## WHAT NEEDS TO BE DONE
After finding the line that contains "Query: yellow jersey", reproduce it and each line below it through the end of the listing, exactly, with nothing added.

## DATA FOR PROCESSING
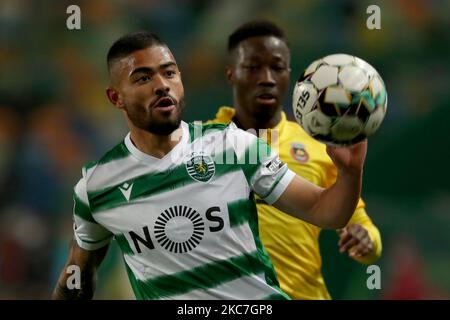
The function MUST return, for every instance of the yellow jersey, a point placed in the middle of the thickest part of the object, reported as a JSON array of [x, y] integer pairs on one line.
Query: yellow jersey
[[293, 244]]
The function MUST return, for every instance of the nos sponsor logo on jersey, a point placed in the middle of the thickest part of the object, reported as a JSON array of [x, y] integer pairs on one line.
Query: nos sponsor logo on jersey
[[200, 167]]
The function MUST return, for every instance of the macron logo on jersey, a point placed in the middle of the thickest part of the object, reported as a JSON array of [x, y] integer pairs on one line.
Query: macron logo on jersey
[[126, 190]]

## RESULT OF THE EXERCISE
Query: yellow jersey
[[293, 244]]
The function MUST return, for every instance of the nos sponsor logo on jersey, a point placed in the middle of the thickest part of the object, reported as a JSON array of [x, y] integer pairs on one line.
Query: nos sponsor logo on jersey
[[200, 167]]
The function MUST return, for every instance of the macron logo on jersey, a point placed in the middle of the thickest part of the object, reported as a JSON array of [x, y] integer pairs on one line.
Query: macron logo on jersey
[[126, 190]]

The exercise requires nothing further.